** RECORDS SUPPLIED follows **

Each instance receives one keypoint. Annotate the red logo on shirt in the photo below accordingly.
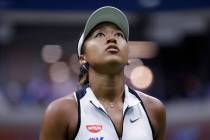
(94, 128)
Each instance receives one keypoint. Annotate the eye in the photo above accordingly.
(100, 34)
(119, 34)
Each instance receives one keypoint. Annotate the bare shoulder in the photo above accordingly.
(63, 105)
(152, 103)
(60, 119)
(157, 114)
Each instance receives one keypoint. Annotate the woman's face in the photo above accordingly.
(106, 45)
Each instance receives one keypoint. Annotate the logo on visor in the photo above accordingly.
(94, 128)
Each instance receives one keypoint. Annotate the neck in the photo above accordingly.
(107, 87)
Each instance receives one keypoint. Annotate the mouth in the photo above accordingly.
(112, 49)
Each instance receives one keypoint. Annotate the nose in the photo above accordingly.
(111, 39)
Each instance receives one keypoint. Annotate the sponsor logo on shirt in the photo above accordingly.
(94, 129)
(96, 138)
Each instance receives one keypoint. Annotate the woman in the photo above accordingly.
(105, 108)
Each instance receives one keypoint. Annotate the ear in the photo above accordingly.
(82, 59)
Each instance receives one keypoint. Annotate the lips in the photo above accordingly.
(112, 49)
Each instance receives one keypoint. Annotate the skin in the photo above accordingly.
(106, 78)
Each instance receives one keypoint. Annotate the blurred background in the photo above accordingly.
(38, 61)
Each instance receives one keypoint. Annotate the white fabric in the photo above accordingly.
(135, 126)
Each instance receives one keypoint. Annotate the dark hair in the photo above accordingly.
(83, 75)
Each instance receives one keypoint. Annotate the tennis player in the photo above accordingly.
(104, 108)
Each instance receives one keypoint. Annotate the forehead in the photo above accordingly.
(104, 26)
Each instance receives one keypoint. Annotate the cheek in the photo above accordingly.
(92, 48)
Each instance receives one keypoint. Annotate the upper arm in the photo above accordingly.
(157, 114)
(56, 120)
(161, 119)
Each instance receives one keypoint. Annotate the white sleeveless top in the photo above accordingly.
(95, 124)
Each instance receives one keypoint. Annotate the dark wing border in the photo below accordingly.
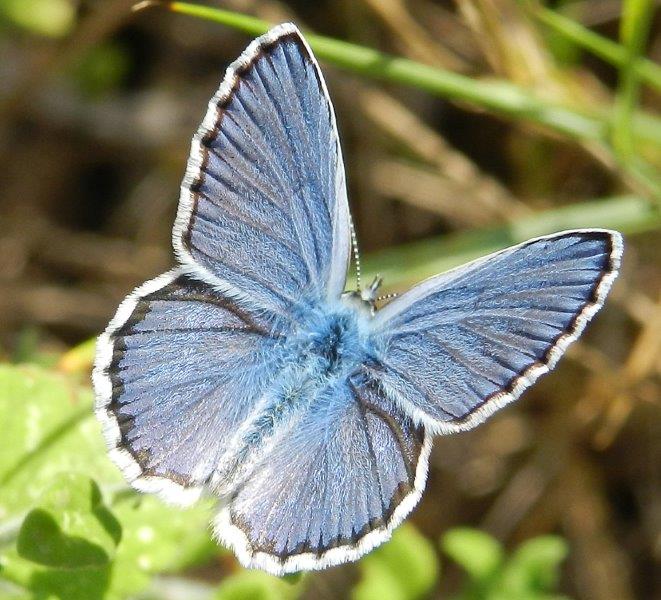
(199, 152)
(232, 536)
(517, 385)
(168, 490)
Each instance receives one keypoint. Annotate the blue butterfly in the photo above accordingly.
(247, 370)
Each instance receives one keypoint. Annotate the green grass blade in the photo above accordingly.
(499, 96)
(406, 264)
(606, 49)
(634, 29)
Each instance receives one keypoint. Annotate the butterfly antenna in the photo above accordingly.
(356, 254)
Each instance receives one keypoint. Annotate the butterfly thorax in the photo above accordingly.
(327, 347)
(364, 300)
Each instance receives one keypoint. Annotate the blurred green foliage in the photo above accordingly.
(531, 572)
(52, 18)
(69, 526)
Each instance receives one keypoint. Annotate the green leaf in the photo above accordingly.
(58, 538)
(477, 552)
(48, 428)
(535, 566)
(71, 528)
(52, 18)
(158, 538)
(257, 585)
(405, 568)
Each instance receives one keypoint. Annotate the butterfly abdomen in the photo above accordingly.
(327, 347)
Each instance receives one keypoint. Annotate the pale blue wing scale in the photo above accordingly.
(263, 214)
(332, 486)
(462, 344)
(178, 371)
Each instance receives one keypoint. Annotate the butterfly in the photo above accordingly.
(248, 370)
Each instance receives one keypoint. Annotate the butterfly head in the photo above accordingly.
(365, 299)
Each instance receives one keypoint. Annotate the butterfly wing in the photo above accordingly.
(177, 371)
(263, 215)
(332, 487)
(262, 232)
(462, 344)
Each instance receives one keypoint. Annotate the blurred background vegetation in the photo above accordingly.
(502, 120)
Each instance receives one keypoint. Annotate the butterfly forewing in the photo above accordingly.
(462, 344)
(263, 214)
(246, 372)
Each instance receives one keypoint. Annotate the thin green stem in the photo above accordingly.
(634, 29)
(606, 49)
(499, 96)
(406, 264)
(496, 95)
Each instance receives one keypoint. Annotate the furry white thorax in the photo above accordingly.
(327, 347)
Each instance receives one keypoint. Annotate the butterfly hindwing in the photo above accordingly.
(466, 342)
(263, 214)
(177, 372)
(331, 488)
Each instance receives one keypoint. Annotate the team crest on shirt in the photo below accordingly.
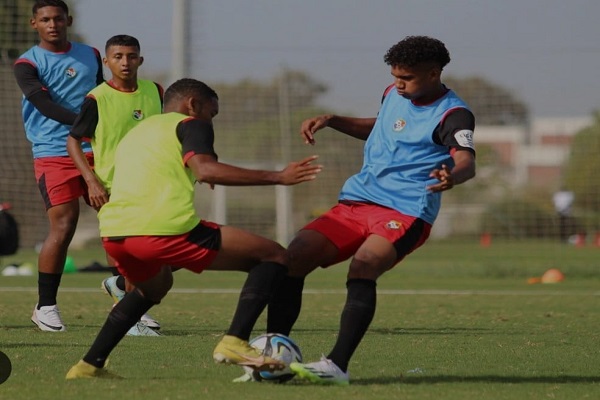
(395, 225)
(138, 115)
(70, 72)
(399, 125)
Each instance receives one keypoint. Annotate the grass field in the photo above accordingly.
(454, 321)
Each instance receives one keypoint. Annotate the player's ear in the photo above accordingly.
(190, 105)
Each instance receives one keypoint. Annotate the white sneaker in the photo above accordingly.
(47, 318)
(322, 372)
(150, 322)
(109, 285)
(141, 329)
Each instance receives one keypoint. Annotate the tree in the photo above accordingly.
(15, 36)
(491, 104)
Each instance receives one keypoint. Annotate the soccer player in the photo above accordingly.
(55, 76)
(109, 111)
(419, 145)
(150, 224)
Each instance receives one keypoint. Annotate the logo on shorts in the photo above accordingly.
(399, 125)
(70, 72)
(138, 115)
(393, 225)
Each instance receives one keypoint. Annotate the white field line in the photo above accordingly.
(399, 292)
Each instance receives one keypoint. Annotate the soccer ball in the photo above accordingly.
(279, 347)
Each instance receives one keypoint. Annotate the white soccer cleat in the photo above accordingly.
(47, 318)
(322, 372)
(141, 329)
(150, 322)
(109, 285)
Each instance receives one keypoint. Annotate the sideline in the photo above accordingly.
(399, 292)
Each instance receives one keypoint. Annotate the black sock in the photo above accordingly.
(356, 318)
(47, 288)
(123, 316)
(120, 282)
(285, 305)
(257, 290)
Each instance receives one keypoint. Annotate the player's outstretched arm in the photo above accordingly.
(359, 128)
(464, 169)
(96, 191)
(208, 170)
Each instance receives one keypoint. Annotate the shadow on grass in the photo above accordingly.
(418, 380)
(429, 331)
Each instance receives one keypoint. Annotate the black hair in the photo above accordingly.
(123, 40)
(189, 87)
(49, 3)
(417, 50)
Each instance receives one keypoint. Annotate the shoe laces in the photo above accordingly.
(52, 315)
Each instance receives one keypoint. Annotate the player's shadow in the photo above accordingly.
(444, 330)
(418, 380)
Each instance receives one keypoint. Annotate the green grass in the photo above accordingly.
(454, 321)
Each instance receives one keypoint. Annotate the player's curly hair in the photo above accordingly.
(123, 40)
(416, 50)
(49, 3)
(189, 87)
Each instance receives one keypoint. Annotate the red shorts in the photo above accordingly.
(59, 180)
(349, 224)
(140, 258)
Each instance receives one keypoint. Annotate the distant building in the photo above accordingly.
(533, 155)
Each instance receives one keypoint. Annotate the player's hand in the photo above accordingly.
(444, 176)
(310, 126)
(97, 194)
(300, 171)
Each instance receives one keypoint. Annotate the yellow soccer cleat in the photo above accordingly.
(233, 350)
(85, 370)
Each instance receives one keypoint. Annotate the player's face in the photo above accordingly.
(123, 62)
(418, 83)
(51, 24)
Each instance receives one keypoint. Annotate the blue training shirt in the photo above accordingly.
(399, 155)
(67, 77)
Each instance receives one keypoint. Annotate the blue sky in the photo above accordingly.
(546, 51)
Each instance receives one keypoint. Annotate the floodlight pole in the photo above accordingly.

** End of RECORDS SUPPLIED **

**WHAT THIS TASK INVOLVES:** Retype the records exactly. Any image in them should not appear in what you write.

**TASK ANSWER:**
Each instance receives one keypoint. Annotate the red logo on shirt in the photo below accordingly.
(94, 128)
Each instance receives one keypoint. Annotate the eye in the photo above accordingly.
(100, 34)
(119, 34)
Each instance receives one keypoint. Annotate the bare shoulder in the photo above accordingly.
(63, 105)
(152, 103)
(60, 119)
(157, 114)
Each instance receives one keypoint. Annotate the woman's face in the photo above accordingly.
(106, 45)
Each instance receives one keypoint. Annotate the logo on visor in the photo above accordingly.
(94, 128)
Each instance receives one keypoint. Annotate the neck in the photo above accordingly.
(107, 87)
Each instance receives one keypoint. Annotate the mouth in the photo above accordingly.
(112, 49)
Each instance receives one keypoint. Annotate the nose in the photo above accordingly.
(111, 39)
Each instance receives one keypoint. Annotate the sponsor logo on shirt in the photo above accordingly.
(94, 129)
(96, 138)
Each instance receives one keypoint. Annotate the woman in the photo above accordingly.
(105, 108)
Each instance receives one keypoint. Annotate the ear in the photo above accordingly.
(82, 59)
Each instance receives one keypoint. Annotate the lips in the photo above accordingly.
(112, 49)
Each instance receives one keypoint. Annotate the skin in the photo above accordingly.
(106, 78)
Each instance receives one keypoint. Annotate the blurred background in the photo above accordingly.
(38, 61)
Each instance receives one keypoint. Annotate the white fabric in the photo above accordingly.
(135, 126)
Each instance receives one keypoint. Annotate the dark hair in the photo above accordingly.
(83, 75)
Each instance receives one keypoint. Annotate the tennis player in the photo above accordingly.
(104, 108)
Each instance receives one keypoint. Annotate the forehead in the photo above accordingly.
(104, 26)
Each instance receives one keypoint. Annotate the cheek in the photo above accordingly.
(92, 48)
Each instance receives one keypoint. Annotate the upper arm in the photo above accordingly.
(157, 114)
(56, 120)
(161, 119)
Each instance receives one keypoint. Annotate the white sleeveless top in the photo above accordingly.
(95, 124)
Each instance receives one keypoint. Annotate the dark wing border in the photo below accordingly.
(199, 152)
(232, 536)
(517, 385)
(168, 490)
Each instance receives one keypoint. Annotate the blue butterfly in the photo above accordingly.
(247, 370)
Each instance receives one keypoint. Annotate the green grass blade in the photo above accordingly.
(499, 96)
(406, 264)
(606, 49)
(634, 29)
Each instance receives one keypoint. Annotate the butterfly antenna in the photo above accordingly.
(356, 254)
Each instance receives one keypoint. Annotate the butterfly thorax in the photo above accordingly.
(327, 347)
(364, 300)
Each instance receives one keypoint. Annotate the blurred green foliage in the photo above accordingly.
(531, 572)
(52, 18)
(69, 526)
Each instance receives one keypoint. Annotate the green leaf in the photo above accordingly.
(58, 538)
(477, 552)
(48, 428)
(535, 566)
(71, 528)
(52, 18)
(158, 538)
(257, 585)
(405, 568)
Each instance receives one keypoint. Annotate the butterfly abdomen in the photo above accordingly.
(327, 347)
Each instance receives one keypoint. Annotate the pale blue wing scale in the photo above accordingly.
(263, 214)
(332, 486)
(462, 344)
(178, 371)
Each instance receives one keypoint. Annotate the butterfly in the photo above accordingly.
(248, 370)
Each instance receives one keypoint. Annotate the butterfly head in the photo above accordingly.
(365, 299)
Each instance receives one keypoint. Annotate the butterfly wing in the photo above accordingly.
(177, 371)
(263, 215)
(332, 487)
(262, 232)
(462, 344)
Each instance receives one keypoint. Annotate the blurred background vegetation in the photo above accordingly.
(502, 120)
Each instance receives one keypoint. Annotate the butterfly forewing in the photo above accordingly.
(462, 344)
(263, 214)
(246, 372)
Each instance receives one keypoint. Annotate the thin green stem in the photo above accordingly.
(634, 29)
(606, 49)
(499, 96)
(406, 264)
(496, 95)
Each instance receives one keypoint. Annotate the furry white thorax in the photo above accordingly.
(327, 347)
Each instance receives one keypoint. Annotate the butterfly hindwing in the photo above accordingly.
(466, 342)
(263, 214)
(177, 372)
(331, 488)
Each instance receives one keypoint. Annotate the team crest on shirt in the photo below accordingly.
(395, 225)
(138, 115)
(70, 72)
(399, 125)
Each instance receives one keypoint. Annotate the grass field in the photo above accordingly.
(454, 321)
Each instance receives one keypoint. Annotate the player's ear in the photo above accordingly.
(190, 105)
Each instance receives one keypoint. Annotate the white sneaker in the photo above accordingly.
(47, 318)
(322, 372)
(150, 322)
(109, 285)
(141, 329)
Each instance receives one keypoint. Annotate the tree in the photo above accordingly.
(15, 36)
(491, 104)
Each instance receives one keypoint. Annotate the soccer player in the photo above accordingly.
(55, 76)
(109, 111)
(419, 145)
(150, 224)
Each instance receives one keypoint. Annotate the logo on shorts in the photo above accordingly.
(399, 125)
(70, 72)
(138, 115)
(393, 225)
Each instance receives one keypoint. Annotate the white field line in the photo above accordingly.
(399, 292)
Each instance receives one keypoint. Annotate the soccer ball in the photo above accordingly.
(279, 347)
Each instance receives one keypoint. Annotate the white soccer cleat in the photo above accordingly.
(47, 318)
(322, 372)
(141, 329)
(150, 322)
(109, 285)
Each instance receives one keypoint. Annotate the sideline in the photo above accordingly.
(399, 292)
Each instance receives one keypoint. Annotate the black sock in the photo above accordingly.
(356, 318)
(47, 288)
(123, 316)
(120, 282)
(285, 305)
(257, 290)
Each instance receives one keypoint. Annotate the player's outstretched arm in the photo above accordingly.
(359, 128)
(464, 169)
(96, 191)
(208, 170)
Each instance receives one keypoint. Annotate the shadow on grass in the photo above accordingly.
(418, 380)
(429, 331)
Each instance receives one keypoint. Annotate the black hair in the photo above accordingly.
(123, 40)
(189, 87)
(49, 3)
(417, 50)
Each instance receives one keypoint. Annotate the shoe laces in the photo above accordingly.
(52, 315)
Each instance receives one keypoint. Annotate the player's shadow in the photo above accordingly.
(444, 330)
(418, 380)
Each instance receives one keypoint. Annotate the green grass in the photo above accordingly.
(454, 321)
Each instance receives one keypoint. Annotate the player's curly hair in the photo above accordingly.
(123, 40)
(416, 50)
(49, 3)
(189, 87)
Each instance receives one keypoint. Annotate the red shorts in the photo above accordingly.
(59, 180)
(349, 224)
(140, 258)
Each instance receives one keypoint. Annotate the distant building in the photo above accordingly.
(533, 155)
Each instance receives one keypoint. Annotate the player's hand in the photo above accordingly.
(444, 176)
(310, 126)
(97, 194)
(300, 171)
Each instance receives one keypoint. Annotate the yellow soccer cleat in the photo above accordingly.
(233, 350)
(85, 370)
Each instance receives one keypoint. Annotate the player's face in the photo above accordingly.
(123, 62)
(418, 83)
(51, 24)
Each instance receives one keypoint. Annotate the blue training shirt in the photo above accordingly.
(399, 155)
(67, 77)
Each instance receives one keypoint. Annotate the blue sky in the photo above accordingly.
(546, 51)
Each instance receives one keypoint. Annotate the floodlight pole in the photo above accordingly.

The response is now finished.